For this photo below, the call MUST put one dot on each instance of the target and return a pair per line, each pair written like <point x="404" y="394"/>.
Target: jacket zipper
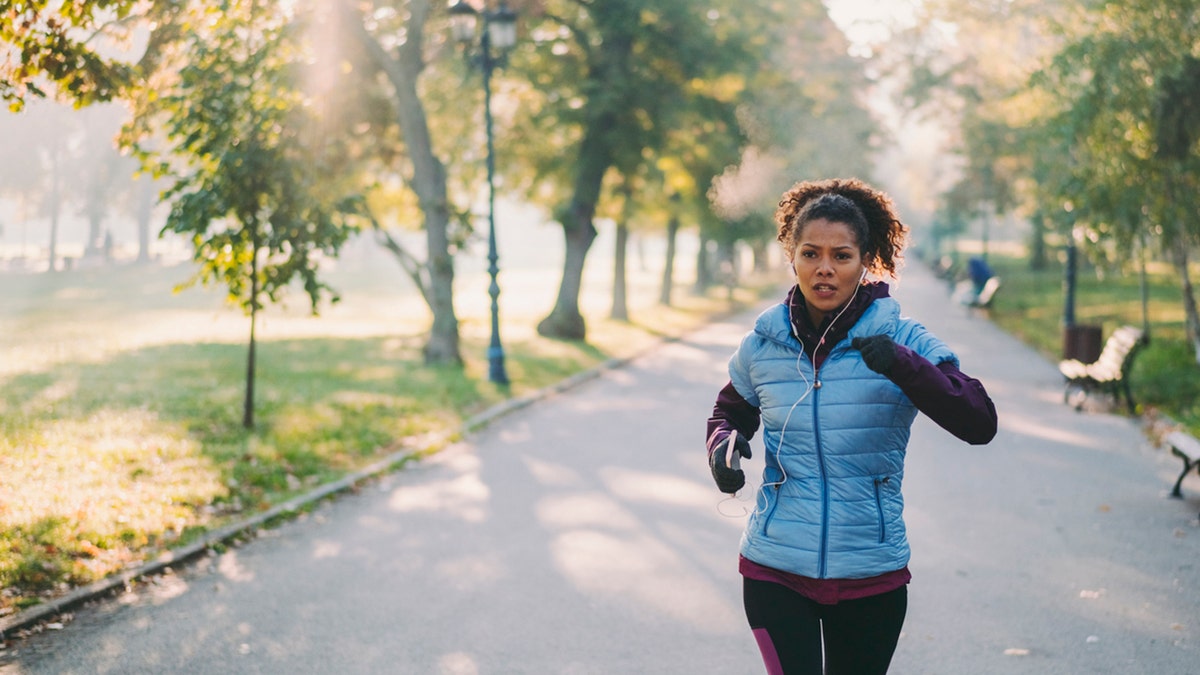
<point x="825" y="482"/>
<point x="879" y="505"/>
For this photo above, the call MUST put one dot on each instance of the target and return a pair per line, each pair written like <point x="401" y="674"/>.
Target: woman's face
<point x="828" y="266"/>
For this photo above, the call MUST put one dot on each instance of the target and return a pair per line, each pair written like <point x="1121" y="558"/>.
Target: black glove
<point x="729" y="481"/>
<point x="879" y="352"/>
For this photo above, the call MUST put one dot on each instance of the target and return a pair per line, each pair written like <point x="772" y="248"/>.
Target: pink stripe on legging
<point x="769" y="656"/>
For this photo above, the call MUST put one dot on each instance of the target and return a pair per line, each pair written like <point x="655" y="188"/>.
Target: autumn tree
<point x="246" y="189"/>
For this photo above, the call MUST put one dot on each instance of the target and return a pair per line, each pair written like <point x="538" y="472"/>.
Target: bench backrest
<point x="1117" y="348"/>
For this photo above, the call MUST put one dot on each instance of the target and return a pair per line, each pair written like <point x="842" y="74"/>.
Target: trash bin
<point x="1081" y="342"/>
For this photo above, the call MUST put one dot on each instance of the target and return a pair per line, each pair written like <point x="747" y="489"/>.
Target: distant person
<point x="979" y="273"/>
<point x="835" y="375"/>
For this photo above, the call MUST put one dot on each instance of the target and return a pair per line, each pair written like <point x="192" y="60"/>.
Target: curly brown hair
<point x="871" y="215"/>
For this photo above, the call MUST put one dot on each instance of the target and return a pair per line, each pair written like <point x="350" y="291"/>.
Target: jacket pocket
<point x="881" y="484"/>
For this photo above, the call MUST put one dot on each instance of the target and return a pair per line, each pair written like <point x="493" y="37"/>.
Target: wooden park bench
<point x="1186" y="447"/>
<point x="1109" y="374"/>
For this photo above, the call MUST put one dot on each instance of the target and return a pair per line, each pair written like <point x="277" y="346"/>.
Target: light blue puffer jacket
<point x="831" y="505"/>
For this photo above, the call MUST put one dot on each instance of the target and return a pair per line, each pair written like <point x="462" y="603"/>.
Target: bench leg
<point x="1187" y="466"/>
<point x="1133" y="407"/>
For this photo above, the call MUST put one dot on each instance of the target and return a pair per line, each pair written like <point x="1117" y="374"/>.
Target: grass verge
<point x="1165" y="376"/>
<point x="120" y="418"/>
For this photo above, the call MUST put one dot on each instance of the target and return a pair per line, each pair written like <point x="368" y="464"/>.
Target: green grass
<point x="120" y="405"/>
<point x="1165" y="375"/>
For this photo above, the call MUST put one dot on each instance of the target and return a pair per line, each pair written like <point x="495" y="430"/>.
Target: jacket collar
<point x="838" y="323"/>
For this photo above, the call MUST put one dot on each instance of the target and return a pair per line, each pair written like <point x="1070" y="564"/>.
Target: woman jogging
<point x="835" y="376"/>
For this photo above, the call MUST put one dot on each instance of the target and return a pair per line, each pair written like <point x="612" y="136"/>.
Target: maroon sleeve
<point x="957" y="401"/>
<point x="731" y="412"/>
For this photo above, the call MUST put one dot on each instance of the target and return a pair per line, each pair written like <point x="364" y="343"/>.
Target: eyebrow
<point x="846" y="248"/>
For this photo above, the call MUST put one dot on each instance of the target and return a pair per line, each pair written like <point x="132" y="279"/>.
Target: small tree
<point x="245" y="189"/>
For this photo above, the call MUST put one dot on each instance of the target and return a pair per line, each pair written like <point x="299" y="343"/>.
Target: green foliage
<point x="1165" y="375"/>
<point x="53" y="46"/>
<point x="246" y="187"/>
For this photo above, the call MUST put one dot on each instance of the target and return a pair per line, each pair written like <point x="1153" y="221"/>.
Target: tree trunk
<point x="619" y="308"/>
<point x="595" y="156"/>
<point x="1189" y="302"/>
<point x="145" y="210"/>
<point x="55" y="201"/>
<point x="1144" y="281"/>
<point x="247" y="406"/>
<point x="761" y="255"/>
<point x="429" y="178"/>
<point x="564" y="321"/>
<point x="703" y="268"/>
<point x="669" y="266"/>
<point x="1038" y="242"/>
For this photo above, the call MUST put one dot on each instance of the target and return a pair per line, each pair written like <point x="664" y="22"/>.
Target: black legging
<point x="859" y="635"/>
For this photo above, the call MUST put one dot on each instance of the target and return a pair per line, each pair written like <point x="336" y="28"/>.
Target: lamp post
<point x="499" y="33"/>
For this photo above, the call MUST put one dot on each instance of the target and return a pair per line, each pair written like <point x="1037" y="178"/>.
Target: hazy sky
<point x="867" y="22"/>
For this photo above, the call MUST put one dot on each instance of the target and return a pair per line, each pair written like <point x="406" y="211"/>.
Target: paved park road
<point x="583" y="535"/>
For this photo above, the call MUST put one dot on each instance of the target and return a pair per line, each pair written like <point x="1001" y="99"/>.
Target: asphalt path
<point x="583" y="535"/>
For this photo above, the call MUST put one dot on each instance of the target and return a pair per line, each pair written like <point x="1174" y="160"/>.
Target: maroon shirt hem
<point x="826" y="591"/>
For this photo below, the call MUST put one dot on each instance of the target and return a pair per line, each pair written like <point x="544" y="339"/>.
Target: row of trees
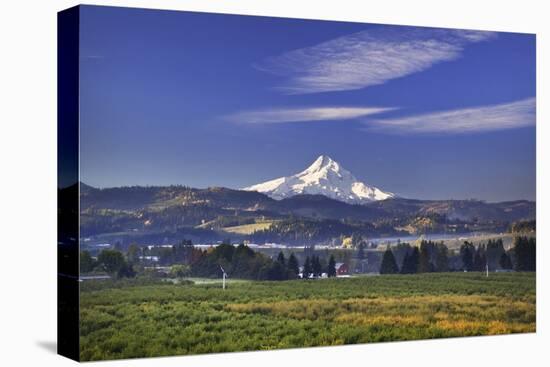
<point x="112" y="262"/>
<point x="434" y="257"/>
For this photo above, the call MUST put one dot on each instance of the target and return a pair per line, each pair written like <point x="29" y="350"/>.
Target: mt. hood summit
<point x="324" y="177"/>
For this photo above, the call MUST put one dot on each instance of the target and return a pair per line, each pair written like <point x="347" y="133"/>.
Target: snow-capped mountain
<point x="324" y="177"/>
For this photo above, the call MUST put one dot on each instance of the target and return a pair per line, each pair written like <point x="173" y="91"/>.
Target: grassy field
<point x="170" y="319"/>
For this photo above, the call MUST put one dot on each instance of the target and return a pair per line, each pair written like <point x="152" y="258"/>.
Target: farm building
<point x="341" y="269"/>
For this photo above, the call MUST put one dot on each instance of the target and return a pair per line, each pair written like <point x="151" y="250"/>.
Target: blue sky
<point x="219" y="100"/>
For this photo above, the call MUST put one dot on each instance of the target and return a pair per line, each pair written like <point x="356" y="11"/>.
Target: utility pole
<point x="223" y="278"/>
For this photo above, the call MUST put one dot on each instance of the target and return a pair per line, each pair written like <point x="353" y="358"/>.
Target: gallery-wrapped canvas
<point x="241" y="183"/>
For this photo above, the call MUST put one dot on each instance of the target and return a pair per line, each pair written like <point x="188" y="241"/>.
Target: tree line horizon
<point x="185" y="260"/>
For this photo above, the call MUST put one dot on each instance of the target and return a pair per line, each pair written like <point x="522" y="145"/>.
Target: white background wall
<point x="28" y="182"/>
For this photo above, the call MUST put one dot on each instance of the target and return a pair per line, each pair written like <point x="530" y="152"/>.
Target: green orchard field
<point x="136" y="319"/>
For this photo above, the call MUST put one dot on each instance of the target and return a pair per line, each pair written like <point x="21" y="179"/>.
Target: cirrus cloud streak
<point x="284" y="115"/>
<point x="511" y="115"/>
<point x="368" y="58"/>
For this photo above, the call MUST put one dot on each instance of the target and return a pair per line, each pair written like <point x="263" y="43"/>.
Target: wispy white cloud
<point x="468" y="120"/>
<point x="303" y="114"/>
<point x="368" y="58"/>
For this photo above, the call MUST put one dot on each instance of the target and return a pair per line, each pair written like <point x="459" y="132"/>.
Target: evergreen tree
<point x="467" y="251"/>
<point x="405" y="264"/>
<point x="388" y="265"/>
<point x="133" y="254"/>
<point x="331" y="271"/>
<point x="480" y="259"/>
<point x="316" y="267"/>
<point x="410" y="262"/>
<point x="281" y="259"/>
<point x="361" y="251"/>
<point x="505" y="262"/>
<point x="293" y="266"/>
<point x="424" y="264"/>
<point x="525" y="254"/>
<point x="306" y="272"/>
<point x="87" y="263"/>
<point x="441" y="259"/>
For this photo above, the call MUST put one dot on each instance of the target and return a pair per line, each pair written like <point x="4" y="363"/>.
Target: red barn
<point x="341" y="269"/>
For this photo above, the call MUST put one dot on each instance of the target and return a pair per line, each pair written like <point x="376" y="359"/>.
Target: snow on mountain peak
<point x="325" y="177"/>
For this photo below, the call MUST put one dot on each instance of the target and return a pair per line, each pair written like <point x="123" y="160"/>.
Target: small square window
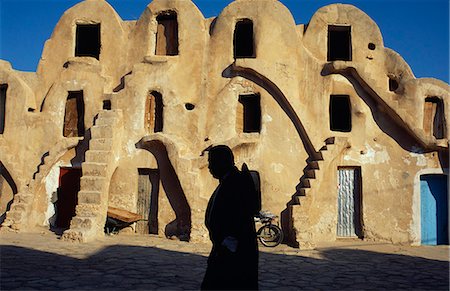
<point x="340" y="113"/>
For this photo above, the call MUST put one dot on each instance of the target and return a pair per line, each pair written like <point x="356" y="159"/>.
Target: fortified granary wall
<point x="119" y="113"/>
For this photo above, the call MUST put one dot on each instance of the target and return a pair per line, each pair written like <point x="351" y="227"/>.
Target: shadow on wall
<point x="6" y="176"/>
<point x="181" y="226"/>
<point x="125" y="267"/>
<point x="385" y="117"/>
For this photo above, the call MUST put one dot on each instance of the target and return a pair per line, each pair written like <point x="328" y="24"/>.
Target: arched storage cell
<point x="167" y="34"/>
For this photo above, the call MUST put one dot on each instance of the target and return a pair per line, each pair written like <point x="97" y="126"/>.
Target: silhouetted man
<point x="233" y="261"/>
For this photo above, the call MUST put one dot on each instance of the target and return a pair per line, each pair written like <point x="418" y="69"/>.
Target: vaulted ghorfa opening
<point x="87" y="42"/>
<point x="243" y="42"/>
<point x="148" y="200"/>
<point x="249" y="113"/>
<point x="340" y="113"/>
<point x="67" y="194"/>
<point x="434" y="117"/>
<point x="154" y="112"/>
<point x="167" y="34"/>
<point x="339" y="43"/>
<point x="74" y="115"/>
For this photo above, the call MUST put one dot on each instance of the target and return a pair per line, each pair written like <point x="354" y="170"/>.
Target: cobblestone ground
<point x="43" y="262"/>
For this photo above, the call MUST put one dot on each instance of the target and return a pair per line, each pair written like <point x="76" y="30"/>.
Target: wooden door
<point x="69" y="185"/>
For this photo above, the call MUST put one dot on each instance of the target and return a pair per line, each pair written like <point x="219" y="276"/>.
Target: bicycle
<point x="270" y="235"/>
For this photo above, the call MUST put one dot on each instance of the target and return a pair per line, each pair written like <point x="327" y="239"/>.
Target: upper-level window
<point x="393" y="84"/>
<point x="339" y="43"/>
<point x="154" y="112"/>
<point x="340" y="113"/>
<point x="244" y="44"/>
<point x="3" y="89"/>
<point x="87" y="43"/>
<point x="249" y="113"/>
<point x="167" y="34"/>
<point x="74" y="115"/>
<point x="434" y="117"/>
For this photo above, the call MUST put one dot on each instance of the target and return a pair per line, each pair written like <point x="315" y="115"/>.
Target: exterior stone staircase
<point x="301" y="200"/>
<point x="386" y="102"/>
<point x="19" y="216"/>
<point x="97" y="169"/>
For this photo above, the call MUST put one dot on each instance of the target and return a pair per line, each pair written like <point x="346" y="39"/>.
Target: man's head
<point x="221" y="161"/>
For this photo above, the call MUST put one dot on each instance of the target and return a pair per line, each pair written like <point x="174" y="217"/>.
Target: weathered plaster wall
<point x="291" y="74"/>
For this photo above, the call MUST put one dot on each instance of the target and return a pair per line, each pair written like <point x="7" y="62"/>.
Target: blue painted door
<point x="349" y="203"/>
<point x="434" y="209"/>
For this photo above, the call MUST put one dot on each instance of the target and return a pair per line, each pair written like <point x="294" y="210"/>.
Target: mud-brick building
<point x="347" y="142"/>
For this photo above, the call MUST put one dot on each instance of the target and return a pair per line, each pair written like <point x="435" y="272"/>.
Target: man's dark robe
<point x="230" y="213"/>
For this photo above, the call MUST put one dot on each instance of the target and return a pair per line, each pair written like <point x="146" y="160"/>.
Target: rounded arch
<point x="273" y="27"/>
<point x="191" y="27"/>
<point x="365" y="33"/>
<point x="165" y="152"/>
<point x="63" y="41"/>
<point x="20" y="92"/>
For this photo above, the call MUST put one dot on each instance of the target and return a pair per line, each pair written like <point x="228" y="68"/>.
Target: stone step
<point x="95" y="156"/>
<point x="102" y="131"/>
<point x="24" y="198"/>
<point x="313" y="165"/>
<point x="18" y="207"/>
<point x="87" y="210"/>
<point x="301" y="191"/>
<point x="102" y="144"/>
<point x="94" y="169"/>
<point x="108" y="114"/>
<point x="81" y="222"/>
<point x="92" y="183"/>
<point x="90" y="197"/>
<point x="307" y="182"/>
<point x="330" y="140"/>
<point x="106" y="121"/>
<point x="309" y="173"/>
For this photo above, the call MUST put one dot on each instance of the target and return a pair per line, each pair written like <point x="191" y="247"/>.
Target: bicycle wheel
<point x="270" y="235"/>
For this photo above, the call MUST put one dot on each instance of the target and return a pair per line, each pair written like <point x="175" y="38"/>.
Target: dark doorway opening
<point x="340" y="113"/>
<point x="69" y="185"/>
<point x="339" y="43"/>
<point x="434" y="209"/>
<point x="244" y="45"/>
<point x="434" y="117"/>
<point x="147" y="203"/>
<point x="87" y="43"/>
<point x="393" y="84"/>
<point x="249" y="113"/>
<point x="3" y="89"/>
<point x="74" y="115"/>
<point x="167" y="34"/>
<point x="154" y="112"/>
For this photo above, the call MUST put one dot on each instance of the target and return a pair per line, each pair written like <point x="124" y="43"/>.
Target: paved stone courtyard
<point x="41" y="261"/>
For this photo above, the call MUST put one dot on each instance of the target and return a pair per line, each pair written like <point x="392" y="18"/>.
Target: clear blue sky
<point x="417" y="29"/>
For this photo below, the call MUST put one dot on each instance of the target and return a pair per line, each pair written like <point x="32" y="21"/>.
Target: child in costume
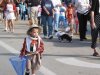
<point x="70" y="17"/>
<point x="33" y="47"/>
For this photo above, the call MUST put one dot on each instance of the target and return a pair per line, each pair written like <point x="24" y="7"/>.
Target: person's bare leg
<point x="12" y="25"/>
<point x="28" y="64"/>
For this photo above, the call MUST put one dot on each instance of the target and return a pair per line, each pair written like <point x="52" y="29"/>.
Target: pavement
<point x="58" y="59"/>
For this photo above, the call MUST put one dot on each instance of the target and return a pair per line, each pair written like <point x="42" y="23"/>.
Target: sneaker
<point x="50" y="37"/>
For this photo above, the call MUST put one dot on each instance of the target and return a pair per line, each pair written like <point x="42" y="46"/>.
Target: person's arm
<point x="45" y="9"/>
<point x="22" y="52"/>
<point x="92" y="14"/>
<point x="41" y="48"/>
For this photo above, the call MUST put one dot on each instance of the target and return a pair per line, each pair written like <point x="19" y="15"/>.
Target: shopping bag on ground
<point x="18" y="64"/>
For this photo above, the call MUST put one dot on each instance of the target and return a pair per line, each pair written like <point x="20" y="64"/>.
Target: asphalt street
<point x="58" y="59"/>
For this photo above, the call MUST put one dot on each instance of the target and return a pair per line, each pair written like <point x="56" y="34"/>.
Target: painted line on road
<point x="43" y="70"/>
<point x="75" y="62"/>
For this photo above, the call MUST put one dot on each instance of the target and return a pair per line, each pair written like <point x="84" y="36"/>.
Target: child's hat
<point x="34" y="26"/>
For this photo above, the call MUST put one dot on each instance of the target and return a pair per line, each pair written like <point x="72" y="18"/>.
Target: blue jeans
<point x="47" y="22"/>
<point x="56" y="21"/>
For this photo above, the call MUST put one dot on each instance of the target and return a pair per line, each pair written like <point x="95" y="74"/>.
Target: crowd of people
<point x="56" y="15"/>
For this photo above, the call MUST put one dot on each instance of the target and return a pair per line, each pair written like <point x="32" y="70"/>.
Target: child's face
<point x="34" y="32"/>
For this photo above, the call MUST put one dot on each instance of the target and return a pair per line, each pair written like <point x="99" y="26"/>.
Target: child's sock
<point x="27" y="73"/>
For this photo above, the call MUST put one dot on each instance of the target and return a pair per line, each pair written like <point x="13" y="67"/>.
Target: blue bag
<point x="19" y="64"/>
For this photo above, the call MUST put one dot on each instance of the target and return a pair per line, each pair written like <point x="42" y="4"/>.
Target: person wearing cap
+++
■ **Given exercise**
Which lines in the entries above contain the word "snow"? Pick out and copy each one.

■ **Answer to this task**
Target: snow-capped mountain
Target: snow on mountain peak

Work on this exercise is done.